● **Point annotation data records**
════

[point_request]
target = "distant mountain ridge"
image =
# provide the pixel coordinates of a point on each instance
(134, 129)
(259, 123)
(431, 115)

════

● **Stated exercise**
Copy the material above line for line, changing nothing.

● **Full output**
[point_request]
target = "distant mountain ridge"
image =
# provide the pixel coordinates of a point on each instance
(134, 129)
(259, 123)
(431, 115)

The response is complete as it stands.